[Position annotation records]
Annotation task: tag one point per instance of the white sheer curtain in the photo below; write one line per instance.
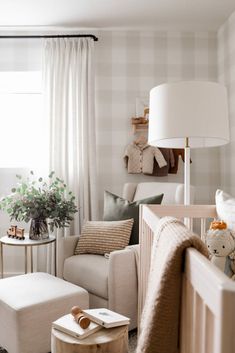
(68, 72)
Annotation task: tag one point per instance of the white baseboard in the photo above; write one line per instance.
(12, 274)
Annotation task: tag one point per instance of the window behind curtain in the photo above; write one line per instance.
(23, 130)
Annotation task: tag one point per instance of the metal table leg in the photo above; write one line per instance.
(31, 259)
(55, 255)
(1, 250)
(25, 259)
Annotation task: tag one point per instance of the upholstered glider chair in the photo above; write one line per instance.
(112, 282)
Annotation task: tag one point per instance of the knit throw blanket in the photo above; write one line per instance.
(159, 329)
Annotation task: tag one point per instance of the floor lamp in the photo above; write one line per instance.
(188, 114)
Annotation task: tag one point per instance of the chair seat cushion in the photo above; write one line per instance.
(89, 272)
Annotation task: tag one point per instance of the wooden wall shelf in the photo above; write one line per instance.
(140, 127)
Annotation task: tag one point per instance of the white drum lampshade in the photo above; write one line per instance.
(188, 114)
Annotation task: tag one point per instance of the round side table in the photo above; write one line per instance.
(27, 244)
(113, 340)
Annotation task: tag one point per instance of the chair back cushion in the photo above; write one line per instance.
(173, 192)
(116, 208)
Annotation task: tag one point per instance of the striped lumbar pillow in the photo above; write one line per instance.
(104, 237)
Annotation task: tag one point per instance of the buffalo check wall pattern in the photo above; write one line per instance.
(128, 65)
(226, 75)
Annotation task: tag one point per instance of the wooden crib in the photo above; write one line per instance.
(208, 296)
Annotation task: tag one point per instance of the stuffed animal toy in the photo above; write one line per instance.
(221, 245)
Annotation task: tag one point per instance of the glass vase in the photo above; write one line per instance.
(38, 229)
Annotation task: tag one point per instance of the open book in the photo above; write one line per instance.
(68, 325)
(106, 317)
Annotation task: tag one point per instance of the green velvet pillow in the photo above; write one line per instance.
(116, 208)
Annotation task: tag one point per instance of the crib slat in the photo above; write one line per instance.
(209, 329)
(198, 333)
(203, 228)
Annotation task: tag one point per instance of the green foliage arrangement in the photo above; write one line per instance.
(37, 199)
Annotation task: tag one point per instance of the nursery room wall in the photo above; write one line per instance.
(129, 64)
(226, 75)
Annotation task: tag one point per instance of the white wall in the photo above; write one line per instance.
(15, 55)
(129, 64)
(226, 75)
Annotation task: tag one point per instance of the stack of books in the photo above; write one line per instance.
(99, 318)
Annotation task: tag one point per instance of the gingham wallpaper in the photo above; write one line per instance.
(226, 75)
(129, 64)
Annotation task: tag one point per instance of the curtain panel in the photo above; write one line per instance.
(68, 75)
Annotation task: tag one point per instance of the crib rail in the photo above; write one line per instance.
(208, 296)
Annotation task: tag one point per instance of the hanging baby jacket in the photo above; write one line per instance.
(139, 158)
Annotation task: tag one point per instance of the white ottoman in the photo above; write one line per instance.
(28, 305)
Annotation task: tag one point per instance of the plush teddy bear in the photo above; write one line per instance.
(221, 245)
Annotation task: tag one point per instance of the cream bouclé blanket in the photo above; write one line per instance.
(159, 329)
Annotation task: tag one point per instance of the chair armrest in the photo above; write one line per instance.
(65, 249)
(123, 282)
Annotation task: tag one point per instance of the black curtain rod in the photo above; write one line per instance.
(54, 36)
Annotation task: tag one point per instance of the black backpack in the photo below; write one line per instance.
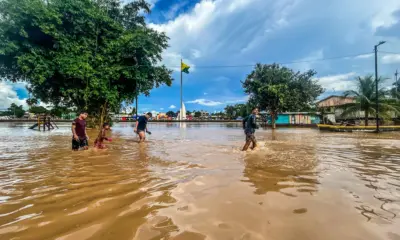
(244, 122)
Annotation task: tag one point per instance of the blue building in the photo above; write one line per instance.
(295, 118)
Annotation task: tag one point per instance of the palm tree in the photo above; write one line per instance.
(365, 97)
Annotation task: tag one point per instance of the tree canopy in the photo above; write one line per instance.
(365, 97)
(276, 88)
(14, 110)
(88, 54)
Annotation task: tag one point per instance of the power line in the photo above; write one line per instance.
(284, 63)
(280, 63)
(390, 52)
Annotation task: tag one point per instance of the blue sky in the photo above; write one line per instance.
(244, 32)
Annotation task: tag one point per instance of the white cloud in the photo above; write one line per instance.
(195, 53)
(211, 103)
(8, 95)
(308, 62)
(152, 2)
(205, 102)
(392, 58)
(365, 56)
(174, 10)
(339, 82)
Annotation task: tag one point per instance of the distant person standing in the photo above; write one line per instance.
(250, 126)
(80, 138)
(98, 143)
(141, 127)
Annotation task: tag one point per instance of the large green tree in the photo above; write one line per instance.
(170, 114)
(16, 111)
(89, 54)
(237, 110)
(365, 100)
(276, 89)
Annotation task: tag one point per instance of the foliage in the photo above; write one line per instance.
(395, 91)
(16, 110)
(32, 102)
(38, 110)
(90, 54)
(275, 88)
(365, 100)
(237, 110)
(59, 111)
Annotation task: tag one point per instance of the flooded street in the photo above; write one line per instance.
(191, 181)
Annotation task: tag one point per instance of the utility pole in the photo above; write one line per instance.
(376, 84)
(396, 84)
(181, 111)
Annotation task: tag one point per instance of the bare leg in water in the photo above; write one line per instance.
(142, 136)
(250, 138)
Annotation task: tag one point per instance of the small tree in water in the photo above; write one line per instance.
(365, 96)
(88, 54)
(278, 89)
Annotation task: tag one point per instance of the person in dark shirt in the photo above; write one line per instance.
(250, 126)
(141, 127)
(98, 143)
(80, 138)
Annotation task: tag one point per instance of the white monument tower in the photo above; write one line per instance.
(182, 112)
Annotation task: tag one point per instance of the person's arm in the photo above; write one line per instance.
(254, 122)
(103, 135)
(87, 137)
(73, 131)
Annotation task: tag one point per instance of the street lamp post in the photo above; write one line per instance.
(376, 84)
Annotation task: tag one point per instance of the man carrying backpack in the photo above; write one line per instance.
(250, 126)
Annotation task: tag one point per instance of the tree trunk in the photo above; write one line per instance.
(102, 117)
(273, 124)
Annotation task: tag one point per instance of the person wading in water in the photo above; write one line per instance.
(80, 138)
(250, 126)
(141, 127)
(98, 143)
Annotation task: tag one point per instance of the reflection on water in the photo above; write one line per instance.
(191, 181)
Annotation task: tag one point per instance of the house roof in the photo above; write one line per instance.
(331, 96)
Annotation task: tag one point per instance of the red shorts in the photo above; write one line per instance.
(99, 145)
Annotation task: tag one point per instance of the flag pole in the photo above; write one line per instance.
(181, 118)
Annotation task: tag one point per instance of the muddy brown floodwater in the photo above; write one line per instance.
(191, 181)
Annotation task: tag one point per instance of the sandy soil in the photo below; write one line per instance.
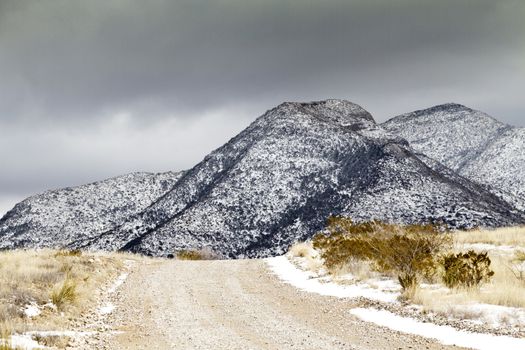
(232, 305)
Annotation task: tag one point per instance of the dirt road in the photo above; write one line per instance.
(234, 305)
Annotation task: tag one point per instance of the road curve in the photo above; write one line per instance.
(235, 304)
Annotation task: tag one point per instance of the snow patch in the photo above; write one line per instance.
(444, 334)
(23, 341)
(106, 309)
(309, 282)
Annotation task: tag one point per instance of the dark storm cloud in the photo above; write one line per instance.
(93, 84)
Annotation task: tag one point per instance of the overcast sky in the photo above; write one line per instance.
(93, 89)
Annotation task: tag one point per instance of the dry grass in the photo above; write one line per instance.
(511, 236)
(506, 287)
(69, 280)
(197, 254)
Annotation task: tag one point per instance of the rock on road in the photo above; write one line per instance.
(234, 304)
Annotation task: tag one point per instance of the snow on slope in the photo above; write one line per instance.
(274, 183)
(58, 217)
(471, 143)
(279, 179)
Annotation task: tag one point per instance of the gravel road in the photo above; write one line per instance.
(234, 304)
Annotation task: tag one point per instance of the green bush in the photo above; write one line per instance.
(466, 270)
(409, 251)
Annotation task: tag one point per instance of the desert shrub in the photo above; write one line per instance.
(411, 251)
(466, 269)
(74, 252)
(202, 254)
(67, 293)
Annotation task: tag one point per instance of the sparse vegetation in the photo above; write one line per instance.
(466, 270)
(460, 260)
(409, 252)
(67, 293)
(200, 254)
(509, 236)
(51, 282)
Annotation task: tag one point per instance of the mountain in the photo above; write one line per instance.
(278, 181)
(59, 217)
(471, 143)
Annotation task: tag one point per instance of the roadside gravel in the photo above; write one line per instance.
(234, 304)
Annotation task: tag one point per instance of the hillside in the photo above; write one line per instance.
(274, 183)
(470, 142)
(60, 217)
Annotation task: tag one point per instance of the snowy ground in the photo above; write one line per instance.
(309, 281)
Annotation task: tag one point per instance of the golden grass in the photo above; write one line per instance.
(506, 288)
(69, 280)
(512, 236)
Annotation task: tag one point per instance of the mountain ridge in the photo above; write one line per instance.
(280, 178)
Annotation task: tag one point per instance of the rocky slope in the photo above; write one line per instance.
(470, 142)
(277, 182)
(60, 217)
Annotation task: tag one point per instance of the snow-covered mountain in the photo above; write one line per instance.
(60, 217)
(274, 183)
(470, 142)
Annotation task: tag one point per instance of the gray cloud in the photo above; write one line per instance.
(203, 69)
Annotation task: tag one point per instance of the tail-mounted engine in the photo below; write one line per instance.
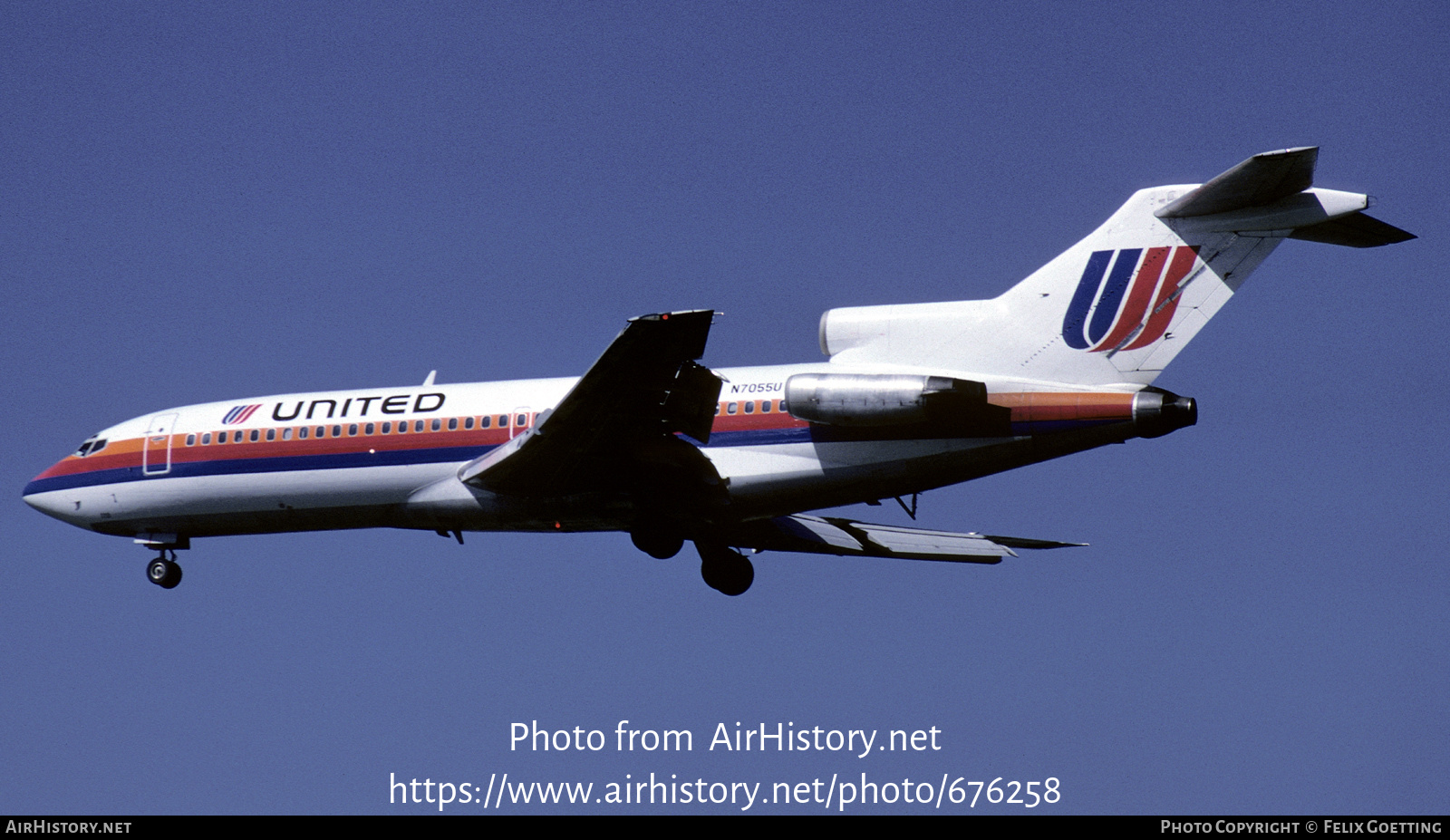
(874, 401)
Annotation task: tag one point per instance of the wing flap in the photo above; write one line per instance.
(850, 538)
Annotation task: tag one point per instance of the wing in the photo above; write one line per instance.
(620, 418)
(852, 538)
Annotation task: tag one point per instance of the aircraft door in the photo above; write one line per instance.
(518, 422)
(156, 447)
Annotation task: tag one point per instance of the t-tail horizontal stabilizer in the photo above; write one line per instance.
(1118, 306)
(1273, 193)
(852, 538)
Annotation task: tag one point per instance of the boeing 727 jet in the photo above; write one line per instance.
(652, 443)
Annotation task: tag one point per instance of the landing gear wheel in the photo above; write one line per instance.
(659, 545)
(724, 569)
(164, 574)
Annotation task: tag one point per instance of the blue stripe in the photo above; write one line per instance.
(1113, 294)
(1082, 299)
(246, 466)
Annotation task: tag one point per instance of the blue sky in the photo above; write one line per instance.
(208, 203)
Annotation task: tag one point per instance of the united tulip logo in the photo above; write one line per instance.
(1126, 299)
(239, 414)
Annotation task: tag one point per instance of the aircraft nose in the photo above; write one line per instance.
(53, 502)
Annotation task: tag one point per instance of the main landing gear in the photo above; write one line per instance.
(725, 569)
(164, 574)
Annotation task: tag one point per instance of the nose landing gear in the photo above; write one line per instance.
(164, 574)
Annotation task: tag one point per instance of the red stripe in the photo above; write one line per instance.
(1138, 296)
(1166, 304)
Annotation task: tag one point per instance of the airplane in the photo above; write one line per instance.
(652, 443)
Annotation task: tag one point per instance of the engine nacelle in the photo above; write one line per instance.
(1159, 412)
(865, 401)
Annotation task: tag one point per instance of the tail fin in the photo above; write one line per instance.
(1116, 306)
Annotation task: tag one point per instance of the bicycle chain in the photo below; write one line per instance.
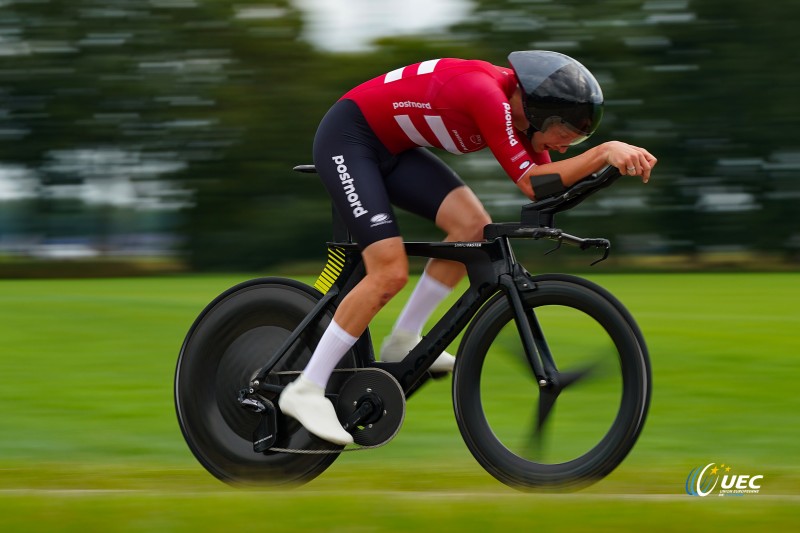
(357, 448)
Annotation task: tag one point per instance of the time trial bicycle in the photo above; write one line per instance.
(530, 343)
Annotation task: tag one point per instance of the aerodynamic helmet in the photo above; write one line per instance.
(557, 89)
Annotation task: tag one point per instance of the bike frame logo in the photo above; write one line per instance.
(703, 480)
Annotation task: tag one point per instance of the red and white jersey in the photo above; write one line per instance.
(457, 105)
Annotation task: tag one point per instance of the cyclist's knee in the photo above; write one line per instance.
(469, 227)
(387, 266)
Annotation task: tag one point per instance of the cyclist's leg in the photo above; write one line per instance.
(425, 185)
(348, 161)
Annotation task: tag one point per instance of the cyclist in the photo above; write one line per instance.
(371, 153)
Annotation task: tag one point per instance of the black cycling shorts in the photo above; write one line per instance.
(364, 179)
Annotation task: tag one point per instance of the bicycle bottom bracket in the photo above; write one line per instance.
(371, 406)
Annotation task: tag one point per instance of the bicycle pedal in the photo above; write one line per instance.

= What is required =
Copy exactly the lines above, from the one containing "Annotation task: tag one point per instance of the red and" through the very last line.

= Completed exercise =
Annotation task: tag one point per instance of the red and white jersey in the photo above; write one line per instance.
(457, 105)
Annotation task: tag one point per instance of the cyclist's knee in the photo above; write one line per instance.
(469, 227)
(387, 266)
Annotation task: tag one point per instance of the cyclist's leg in the photo above; write one line per instance.
(425, 185)
(348, 161)
Annotation task: tag one point per instance of the cyclist in the photo above; write one line per instance.
(371, 153)
Annotation task: tag one point per instance of the black cycling shorts in the photo above; write one line per instance.
(364, 179)
Annotation task: tag one point per instance of the bicycle bottom bracket in the photo above; write one line per instance.
(371, 406)
Annotation task: tag one point per instance of the bicycle pedal in the photo above; write one line per instance.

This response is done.